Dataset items
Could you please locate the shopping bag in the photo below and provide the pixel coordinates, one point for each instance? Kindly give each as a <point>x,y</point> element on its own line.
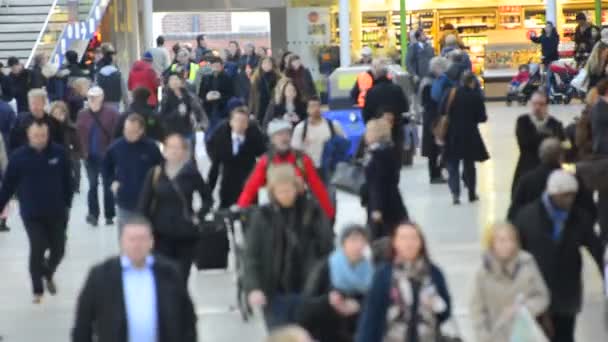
<point>203,162</point>
<point>349,177</point>
<point>525,328</point>
<point>580,82</point>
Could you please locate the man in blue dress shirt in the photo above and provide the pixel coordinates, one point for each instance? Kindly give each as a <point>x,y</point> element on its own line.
<point>135,297</point>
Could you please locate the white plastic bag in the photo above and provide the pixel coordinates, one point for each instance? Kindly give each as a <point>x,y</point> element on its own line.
<point>581,80</point>
<point>525,328</point>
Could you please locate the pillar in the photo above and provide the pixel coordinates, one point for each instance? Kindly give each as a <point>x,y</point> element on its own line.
<point>551,12</point>
<point>147,13</point>
<point>356,19</point>
<point>344,20</point>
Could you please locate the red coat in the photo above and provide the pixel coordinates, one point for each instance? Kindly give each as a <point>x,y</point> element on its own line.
<point>258,180</point>
<point>143,75</point>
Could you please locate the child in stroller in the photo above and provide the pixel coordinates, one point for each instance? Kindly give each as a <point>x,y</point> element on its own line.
<point>560,77</point>
<point>524,84</point>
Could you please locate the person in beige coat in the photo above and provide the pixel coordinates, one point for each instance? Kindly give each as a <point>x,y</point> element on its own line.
<point>507,278</point>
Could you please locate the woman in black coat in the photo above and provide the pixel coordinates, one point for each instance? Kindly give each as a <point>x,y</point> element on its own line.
<point>466,110</point>
<point>430,149</point>
<point>263,83</point>
<point>335,289</point>
<point>531,130</point>
<point>166,200</point>
<point>180,109</point>
<point>385,206</point>
<point>287,105</point>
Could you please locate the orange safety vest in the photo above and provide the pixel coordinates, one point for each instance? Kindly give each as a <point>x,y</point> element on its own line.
<point>365,81</point>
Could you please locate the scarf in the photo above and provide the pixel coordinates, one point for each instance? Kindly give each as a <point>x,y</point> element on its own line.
<point>558,216</point>
<point>349,278</point>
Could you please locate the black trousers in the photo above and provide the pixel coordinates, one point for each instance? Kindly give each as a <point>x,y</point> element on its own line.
<point>47,233</point>
<point>564,328</point>
<point>180,251</point>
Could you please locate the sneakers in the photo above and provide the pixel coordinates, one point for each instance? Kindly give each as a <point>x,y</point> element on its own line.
<point>3,226</point>
<point>92,220</point>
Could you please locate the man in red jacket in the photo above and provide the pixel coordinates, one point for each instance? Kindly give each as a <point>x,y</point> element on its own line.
<point>143,75</point>
<point>279,132</point>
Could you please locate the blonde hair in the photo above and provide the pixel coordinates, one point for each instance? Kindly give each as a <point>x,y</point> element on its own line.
<point>492,230</point>
<point>37,92</point>
<point>380,129</point>
<point>290,333</point>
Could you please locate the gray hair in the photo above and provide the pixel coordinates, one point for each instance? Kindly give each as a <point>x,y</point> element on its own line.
<point>439,64</point>
<point>37,93</point>
<point>550,151</point>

EXERCISE GOAL: Reproduce the entries above exactly, without images.

ANSWER BOX:
Could you please locate the shopping bag in the photo below and provide the pixel coordinates, one point for each instance? Kindly give each as a <point>x,y</point> element on its own line.
<point>203,162</point>
<point>349,177</point>
<point>525,328</point>
<point>580,82</point>
Could you please locate the man in blue dress shirt in the photo above and provide the pixel coordinates, one point for each instance? Kindly give each as a <point>x,y</point> element on its own line.
<point>135,297</point>
Could you please locate the white plastic bag in the photo above and provide the pixel coordinates, one point for each instance? Kindly give each as a <point>x,y</point> element on its own line.
<point>581,80</point>
<point>525,328</point>
Could you please locate the pillar in the photo above and provide the pixel coordinates, one point for each instance? Kindly give each as a <point>x,y</point> element on its own line.
<point>551,12</point>
<point>147,13</point>
<point>356,19</point>
<point>344,20</point>
Could you please locate the red coat in the photo above and provide the pixel coordinates, one point for each instance? Kindly give each as a <point>x,y</point> element on its own line.
<point>258,180</point>
<point>143,75</point>
Could you please locate the child in stroller in the photo above and provide the pixel coordinates, one point for each instance? Kindly give each as a <point>x,y</point> element on its own line.
<point>560,77</point>
<point>524,84</point>
Could you please locate the person in beige coat in the photo above and provide the pixel coordinates, one point for each instance? Kindly give each as a <point>x,y</point> element on its own line.
<point>507,278</point>
Could you please locate the woman in black coat in the photo above and provide the pixel coordinates, one point for each instance? Kindly give each as a <point>x,y</point> element on its own line.
<point>466,110</point>
<point>430,149</point>
<point>263,83</point>
<point>335,289</point>
<point>531,130</point>
<point>166,200</point>
<point>180,109</point>
<point>385,206</point>
<point>287,105</point>
Could you please locate the orange safety vest in the photo above and provide the pixel coordinates, one point for each instance? Kindly give each as a <point>x,y</point> element on its own line.
<point>365,81</point>
Could you please locate the scarf in the photo above and provide the pixel coordinates, one point for each instance? Kindly give each as a <point>x,y</point> element on its own line.
<point>558,216</point>
<point>349,278</point>
Could you please locate the black trousers in the photo above and provide the pixel coordinates, one point for each instance? Kindly give each as a <point>x,y</point> element on its own line.
<point>47,233</point>
<point>564,328</point>
<point>180,251</point>
Could you please locate the sneakers in the photo above and provide the pixel coordinates, one point for each instance? Kindly give each as a <point>x,y</point> element on its own line.
<point>3,226</point>
<point>92,220</point>
Could you please locate the man in red jacket in the photo above and provide the pixel coordinates, one point for each instance? Kindly give each as a <point>x,y</point> element on its own line.
<point>143,75</point>
<point>279,132</point>
Could you please locate the blonde hair in the photo above and provide the pixel coordinates, one point for each instance? Kindly give each as a <point>x,y</point> element on its own line.
<point>492,230</point>
<point>37,92</point>
<point>380,129</point>
<point>290,333</point>
Could you please locate the gray hair in the photo above and provide the pixel coordinates, one point for each instance? Kindly give each as a <point>x,y</point> element on its own line.
<point>439,64</point>
<point>37,93</point>
<point>550,151</point>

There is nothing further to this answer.